_TASK STATEMENT_
All of the data is to be copied word for word.

_DATASET EXCERPTS_
--- START ---

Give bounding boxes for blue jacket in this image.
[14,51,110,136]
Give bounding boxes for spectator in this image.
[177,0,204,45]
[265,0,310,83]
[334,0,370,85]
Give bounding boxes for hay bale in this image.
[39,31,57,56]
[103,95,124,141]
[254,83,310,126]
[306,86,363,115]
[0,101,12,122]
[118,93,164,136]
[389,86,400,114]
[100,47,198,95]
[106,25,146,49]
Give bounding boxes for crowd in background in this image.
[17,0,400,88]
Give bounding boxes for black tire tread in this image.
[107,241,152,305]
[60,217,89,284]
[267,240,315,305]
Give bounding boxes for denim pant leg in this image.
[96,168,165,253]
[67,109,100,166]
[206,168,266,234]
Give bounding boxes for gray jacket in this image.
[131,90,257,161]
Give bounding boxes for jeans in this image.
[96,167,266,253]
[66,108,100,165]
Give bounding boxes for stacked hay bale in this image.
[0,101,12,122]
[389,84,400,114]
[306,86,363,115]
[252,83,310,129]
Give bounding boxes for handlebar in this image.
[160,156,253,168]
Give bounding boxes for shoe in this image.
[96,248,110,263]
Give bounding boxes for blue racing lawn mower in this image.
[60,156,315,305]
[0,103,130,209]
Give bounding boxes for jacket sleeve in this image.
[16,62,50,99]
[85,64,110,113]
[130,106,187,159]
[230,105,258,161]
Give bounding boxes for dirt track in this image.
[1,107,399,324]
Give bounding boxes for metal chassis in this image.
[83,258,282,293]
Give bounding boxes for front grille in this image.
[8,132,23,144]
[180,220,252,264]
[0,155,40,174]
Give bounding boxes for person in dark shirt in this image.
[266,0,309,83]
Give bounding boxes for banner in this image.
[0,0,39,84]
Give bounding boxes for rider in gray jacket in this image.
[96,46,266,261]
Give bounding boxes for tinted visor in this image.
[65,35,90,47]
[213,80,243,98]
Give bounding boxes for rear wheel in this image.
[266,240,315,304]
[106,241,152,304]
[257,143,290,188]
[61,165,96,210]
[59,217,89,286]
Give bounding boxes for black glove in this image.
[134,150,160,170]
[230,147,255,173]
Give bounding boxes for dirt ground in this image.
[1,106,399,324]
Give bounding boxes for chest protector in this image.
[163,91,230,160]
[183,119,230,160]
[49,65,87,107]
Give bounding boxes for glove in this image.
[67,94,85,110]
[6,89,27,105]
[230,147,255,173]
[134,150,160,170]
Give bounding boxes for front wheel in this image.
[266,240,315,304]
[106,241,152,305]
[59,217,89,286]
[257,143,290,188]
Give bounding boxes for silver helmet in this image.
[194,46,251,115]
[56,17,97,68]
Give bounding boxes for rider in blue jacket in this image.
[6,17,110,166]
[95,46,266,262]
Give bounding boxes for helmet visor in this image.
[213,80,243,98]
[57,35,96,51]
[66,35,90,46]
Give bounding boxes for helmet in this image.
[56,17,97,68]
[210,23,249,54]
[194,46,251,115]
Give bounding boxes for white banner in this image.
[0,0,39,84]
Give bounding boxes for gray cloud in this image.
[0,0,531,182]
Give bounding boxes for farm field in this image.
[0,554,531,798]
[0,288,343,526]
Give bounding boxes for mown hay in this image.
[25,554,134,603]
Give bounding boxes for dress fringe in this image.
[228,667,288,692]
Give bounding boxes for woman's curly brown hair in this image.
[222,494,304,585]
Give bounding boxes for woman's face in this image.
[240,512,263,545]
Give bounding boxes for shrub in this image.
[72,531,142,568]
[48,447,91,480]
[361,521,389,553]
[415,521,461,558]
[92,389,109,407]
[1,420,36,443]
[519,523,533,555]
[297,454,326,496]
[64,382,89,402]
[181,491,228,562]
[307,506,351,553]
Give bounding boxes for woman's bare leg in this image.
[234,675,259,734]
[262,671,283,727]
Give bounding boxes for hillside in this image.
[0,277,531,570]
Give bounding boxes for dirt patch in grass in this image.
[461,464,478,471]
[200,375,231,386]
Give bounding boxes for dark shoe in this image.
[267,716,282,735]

--- END ---

_TASK RESPONSE_
Give bounding boxes for blue jacket in this image.
[14,51,110,136]
Give bounding boxes for spectator in this image.
[177,0,204,45]
[265,0,310,83]
[334,0,370,85]
Give bounding boxes for hay bale in this image.
[39,31,57,56]
[103,95,124,141]
[254,83,310,126]
[306,86,363,115]
[0,101,12,122]
[118,93,164,136]
[389,86,400,114]
[100,47,198,95]
[106,25,146,49]
Give bounding boxes for crowd in background in this image.
[17,0,400,88]
Give bounding boxes for black tire tread in this image.
[107,241,152,305]
[60,217,89,284]
[267,240,315,305]
Give bounding boxes for denim pant leg in this image.
[96,168,165,253]
[67,109,100,166]
[206,168,266,234]
Give bounding boxes for gray jacket in this image.
[131,90,257,161]
Give bounding boxes for jeans in this image.
[96,167,266,253]
[66,108,100,165]
Give bounding boxes for stacked hay bale in this image.
[0,101,12,122]
[389,84,400,114]
[306,86,363,115]
[252,83,310,129]
Give bounding boxes for handlebar in this image.
[160,156,253,168]
Give bounding boxes for shoe in this image.
[96,248,110,263]
Give bounding boxes for blue racing lawn mower in this image.
[60,156,315,305]
[0,103,130,209]
Give bounding boxes for jacket sleeve in this image.
[16,62,50,99]
[85,64,110,113]
[130,106,187,159]
[230,105,258,161]
Give bounding boxes for dirt track in this image.
[1,107,399,324]
Give bounding boxes for metal chassis in this image.
[83,258,282,293]
Give bounding boxes for front grille in this image.
[8,132,23,144]
[180,220,252,264]
[0,155,40,174]
Give bounding boxes for person in dark shirt in this image.
[266,0,309,83]
Give bounding boxes for banner in this image.
[0,0,39,84]
Give bounding boxes for rider in gray jacket in this image.
[96,46,266,261]
Give bounding boxes for tinted visor in this image.
[65,35,90,47]
[213,80,243,98]
Give bounding boxes for rear wheel in this image.
[266,240,315,304]
[106,241,152,304]
[257,143,290,188]
[61,165,96,210]
[59,217,89,286]
Give bounding boxes for black glove in this image.
[134,150,160,170]
[230,147,255,173]
Give bounding boxes for dirt ground in this image.
[1,106,399,324]
Give bounding boxes for chest protector in this image.
[163,91,230,160]
[183,119,230,160]
[49,65,87,107]
Give bounding boxes for glove in this image.
[67,94,85,110]
[6,89,27,105]
[230,147,255,173]
[134,150,160,170]
Give bounding boxes for front wheel in this image.
[266,240,315,304]
[106,241,152,305]
[59,217,89,286]
[257,143,290,188]
Give bounding boxes for silver helmet in this image.
[194,46,251,115]
[56,17,97,68]
Give bounding boxes for rider in blue jacket in this image.
[6,17,110,166]
[95,46,266,262]
Give bounding boxes for helmet visor in this image.
[213,80,243,98]
[57,35,96,51]
[66,35,90,46]
Give bounding boxes for helmet in this image.
[56,17,97,68]
[210,23,249,54]
[194,46,251,115]
Give bounding boxes for white banner in this image.
[0,0,39,84]
Give bounding boxes for gray cloud in this image.
[0,0,531,182]
Give bounding boxes for farm field in this image.
[0,554,531,798]
[0,288,343,526]
Give bounding boxes for mown hay in this image.
[25,554,134,603]
Give bounding boxes for dress fringe in this image.
[228,667,288,692]
Give bounding boxes for woman's curly brown hair in this image.
[222,494,304,585]
Give bounding boxes for woman's face in this image.
[240,512,263,545]
Give bounding boxes for shrub in this image.
[72,531,142,568]
[48,447,91,480]
[361,521,389,553]
[415,521,461,558]
[92,389,109,407]
[1,420,36,443]
[519,523,533,555]
[297,454,326,496]
[64,382,89,402]
[181,491,228,562]
[307,506,351,553]
Give bounding boxes for woman's bare leg in this image.
[234,675,259,734]
[262,671,283,727]
Give bounding boxes for hillside in this image.
[0,277,531,570]
Give bounding boxes for dirt patch in grass in this image.
[461,464,478,471]
[200,375,231,386]
Give bounding boxes for dark shoe in this image.
[267,716,282,735]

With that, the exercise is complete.